▶ _Set exercise_:
Output only the span of lines that begins at the line containing "Where can the chrome faucet" and ends at the last line of the data, both included, exactly as they appear.

▶ _Information given_:
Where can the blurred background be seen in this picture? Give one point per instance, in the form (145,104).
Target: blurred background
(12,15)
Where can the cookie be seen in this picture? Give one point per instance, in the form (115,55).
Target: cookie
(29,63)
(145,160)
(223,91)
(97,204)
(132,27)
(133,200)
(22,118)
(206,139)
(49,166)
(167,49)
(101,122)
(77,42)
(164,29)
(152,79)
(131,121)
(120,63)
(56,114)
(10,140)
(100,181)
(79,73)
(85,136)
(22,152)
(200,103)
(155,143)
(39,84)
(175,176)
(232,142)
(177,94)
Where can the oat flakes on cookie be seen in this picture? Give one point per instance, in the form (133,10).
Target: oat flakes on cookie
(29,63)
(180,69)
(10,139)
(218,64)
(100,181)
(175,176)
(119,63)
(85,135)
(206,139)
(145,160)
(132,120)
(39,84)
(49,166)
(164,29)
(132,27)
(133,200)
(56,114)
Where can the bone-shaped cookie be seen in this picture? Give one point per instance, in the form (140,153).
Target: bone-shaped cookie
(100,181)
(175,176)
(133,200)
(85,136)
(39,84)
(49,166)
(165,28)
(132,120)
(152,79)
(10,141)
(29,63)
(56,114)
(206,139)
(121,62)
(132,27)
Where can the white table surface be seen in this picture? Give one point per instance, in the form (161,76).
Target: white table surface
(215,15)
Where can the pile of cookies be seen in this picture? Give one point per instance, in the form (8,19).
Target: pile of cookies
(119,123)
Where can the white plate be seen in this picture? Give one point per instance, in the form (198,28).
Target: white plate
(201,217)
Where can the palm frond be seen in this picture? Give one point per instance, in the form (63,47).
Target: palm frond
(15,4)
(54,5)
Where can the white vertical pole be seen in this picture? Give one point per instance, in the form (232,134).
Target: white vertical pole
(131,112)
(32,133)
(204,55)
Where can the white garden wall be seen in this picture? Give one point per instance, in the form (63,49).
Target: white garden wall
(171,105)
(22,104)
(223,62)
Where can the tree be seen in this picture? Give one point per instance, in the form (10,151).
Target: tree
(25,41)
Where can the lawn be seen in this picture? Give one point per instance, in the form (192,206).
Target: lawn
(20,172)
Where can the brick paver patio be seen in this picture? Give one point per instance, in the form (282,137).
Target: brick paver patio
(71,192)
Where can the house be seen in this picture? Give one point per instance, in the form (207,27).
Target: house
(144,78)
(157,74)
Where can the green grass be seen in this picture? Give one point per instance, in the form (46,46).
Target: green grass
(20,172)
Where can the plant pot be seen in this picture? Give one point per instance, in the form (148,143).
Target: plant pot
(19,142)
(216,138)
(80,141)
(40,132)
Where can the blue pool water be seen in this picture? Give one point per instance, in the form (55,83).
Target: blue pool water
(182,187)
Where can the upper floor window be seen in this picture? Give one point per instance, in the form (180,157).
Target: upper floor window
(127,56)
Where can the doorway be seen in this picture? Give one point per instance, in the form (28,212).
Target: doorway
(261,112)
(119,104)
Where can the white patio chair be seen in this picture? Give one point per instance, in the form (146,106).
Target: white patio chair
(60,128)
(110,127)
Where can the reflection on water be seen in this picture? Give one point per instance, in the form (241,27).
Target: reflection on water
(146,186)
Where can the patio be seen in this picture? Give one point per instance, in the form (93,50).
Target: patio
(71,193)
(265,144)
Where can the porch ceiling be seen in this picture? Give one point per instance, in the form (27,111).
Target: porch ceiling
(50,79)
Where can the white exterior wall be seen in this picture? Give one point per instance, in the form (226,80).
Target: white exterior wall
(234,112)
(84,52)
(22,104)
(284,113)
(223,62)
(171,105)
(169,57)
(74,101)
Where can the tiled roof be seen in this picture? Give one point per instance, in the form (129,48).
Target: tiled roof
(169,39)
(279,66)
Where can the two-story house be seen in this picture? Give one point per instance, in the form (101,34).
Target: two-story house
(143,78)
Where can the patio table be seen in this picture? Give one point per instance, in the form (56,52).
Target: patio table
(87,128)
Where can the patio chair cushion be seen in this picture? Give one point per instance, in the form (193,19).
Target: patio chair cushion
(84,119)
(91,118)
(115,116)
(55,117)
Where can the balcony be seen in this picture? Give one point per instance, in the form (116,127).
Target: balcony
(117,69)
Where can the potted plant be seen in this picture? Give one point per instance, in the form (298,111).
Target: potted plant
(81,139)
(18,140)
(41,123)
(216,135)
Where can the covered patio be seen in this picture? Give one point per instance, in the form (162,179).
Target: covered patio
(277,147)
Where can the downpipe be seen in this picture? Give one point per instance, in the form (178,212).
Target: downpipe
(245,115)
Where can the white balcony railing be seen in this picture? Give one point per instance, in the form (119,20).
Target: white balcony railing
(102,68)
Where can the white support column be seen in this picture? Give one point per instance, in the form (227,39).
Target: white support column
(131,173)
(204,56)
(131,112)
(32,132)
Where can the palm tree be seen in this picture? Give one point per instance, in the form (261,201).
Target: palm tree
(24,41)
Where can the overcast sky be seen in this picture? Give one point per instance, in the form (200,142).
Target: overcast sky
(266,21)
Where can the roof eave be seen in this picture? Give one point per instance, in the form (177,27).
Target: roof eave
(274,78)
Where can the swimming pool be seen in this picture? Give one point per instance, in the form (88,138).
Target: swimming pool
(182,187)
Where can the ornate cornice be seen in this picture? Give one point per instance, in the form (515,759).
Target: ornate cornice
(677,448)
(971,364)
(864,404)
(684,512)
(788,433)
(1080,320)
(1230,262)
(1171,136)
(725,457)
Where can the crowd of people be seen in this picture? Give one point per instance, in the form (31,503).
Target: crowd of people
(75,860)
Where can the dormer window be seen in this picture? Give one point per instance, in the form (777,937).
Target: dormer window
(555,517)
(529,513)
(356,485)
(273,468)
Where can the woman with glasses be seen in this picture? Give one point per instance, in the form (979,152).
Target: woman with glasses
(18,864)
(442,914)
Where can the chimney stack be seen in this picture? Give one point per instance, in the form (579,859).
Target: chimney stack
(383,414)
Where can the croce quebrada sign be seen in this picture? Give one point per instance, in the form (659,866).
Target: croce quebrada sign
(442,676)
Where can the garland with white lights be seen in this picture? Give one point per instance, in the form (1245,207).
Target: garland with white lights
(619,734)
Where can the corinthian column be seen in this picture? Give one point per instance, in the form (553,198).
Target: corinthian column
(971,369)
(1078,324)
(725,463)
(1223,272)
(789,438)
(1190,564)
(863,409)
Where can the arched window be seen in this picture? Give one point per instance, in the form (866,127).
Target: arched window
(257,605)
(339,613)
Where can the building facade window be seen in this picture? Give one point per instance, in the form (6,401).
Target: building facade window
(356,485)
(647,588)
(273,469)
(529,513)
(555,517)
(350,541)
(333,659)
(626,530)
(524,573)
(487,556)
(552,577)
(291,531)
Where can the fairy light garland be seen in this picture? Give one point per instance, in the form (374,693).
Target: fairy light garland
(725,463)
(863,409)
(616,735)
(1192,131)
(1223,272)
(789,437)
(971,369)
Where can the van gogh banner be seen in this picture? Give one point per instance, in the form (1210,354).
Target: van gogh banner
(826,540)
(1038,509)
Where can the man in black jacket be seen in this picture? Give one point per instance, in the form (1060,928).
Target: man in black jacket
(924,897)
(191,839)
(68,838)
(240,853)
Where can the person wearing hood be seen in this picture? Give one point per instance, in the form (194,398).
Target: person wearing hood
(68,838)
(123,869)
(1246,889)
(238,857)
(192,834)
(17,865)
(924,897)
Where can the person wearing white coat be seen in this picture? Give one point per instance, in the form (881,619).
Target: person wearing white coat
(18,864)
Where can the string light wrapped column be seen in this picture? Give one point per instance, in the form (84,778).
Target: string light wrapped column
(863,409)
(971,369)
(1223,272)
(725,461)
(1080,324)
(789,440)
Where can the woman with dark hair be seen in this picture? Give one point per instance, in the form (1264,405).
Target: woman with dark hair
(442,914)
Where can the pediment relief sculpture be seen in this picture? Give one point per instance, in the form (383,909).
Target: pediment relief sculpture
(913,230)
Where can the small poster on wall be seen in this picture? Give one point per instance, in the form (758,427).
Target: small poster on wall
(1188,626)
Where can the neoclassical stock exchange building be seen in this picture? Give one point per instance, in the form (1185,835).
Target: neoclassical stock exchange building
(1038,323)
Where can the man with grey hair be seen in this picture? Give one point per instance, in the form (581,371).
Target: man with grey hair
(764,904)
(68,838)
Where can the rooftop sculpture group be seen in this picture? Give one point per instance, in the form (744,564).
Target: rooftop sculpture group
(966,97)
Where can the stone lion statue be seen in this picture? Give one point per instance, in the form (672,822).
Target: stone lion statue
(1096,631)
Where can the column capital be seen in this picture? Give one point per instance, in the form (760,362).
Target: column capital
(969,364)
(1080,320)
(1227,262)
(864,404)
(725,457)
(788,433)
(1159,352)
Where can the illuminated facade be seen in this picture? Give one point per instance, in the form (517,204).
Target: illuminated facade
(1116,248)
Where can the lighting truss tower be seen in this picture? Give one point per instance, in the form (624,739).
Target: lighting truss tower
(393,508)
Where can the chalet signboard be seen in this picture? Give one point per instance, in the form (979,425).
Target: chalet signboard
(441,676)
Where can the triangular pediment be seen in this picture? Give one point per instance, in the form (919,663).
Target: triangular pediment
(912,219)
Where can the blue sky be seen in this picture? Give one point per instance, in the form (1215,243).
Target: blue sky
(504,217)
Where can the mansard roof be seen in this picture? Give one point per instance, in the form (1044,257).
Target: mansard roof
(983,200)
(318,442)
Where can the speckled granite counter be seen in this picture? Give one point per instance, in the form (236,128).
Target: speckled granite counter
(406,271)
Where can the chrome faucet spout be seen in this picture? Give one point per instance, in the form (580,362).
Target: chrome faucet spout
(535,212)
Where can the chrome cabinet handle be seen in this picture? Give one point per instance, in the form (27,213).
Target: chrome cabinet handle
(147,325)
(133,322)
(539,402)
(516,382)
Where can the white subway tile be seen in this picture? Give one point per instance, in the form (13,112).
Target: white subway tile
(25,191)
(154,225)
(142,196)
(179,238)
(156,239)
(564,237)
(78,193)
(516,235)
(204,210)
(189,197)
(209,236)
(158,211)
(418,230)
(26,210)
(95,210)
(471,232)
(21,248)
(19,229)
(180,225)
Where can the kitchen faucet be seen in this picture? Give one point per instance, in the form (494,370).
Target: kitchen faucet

▶ _Solved exercise_:
Where can the chrome faucet spout be seen in this picture? Give one point per instance, in the form (580,362).
Target: chrome faucet spout
(535,212)
Where can the chrome cabinet handle be seen in this picture? Give one point per instance, in the form (27,213).
Target: chrome cabinet handle
(147,325)
(133,322)
(539,402)
(516,382)
Where can the white subway tile be seen in this picture? Give one point per instance, in the form (13,112).
Target: white subway tile
(25,191)
(154,225)
(142,196)
(179,238)
(156,239)
(564,237)
(78,193)
(516,235)
(204,210)
(189,197)
(209,236)
(158,211)
(418,230)
(26,210)
(95,210)
(471,232)
(21,248)
(19,229)
(180,225)
Where can the kitchen faucet be seen in this picture? Give one point per instance, in the form (494,370).
Target: kitchen faucet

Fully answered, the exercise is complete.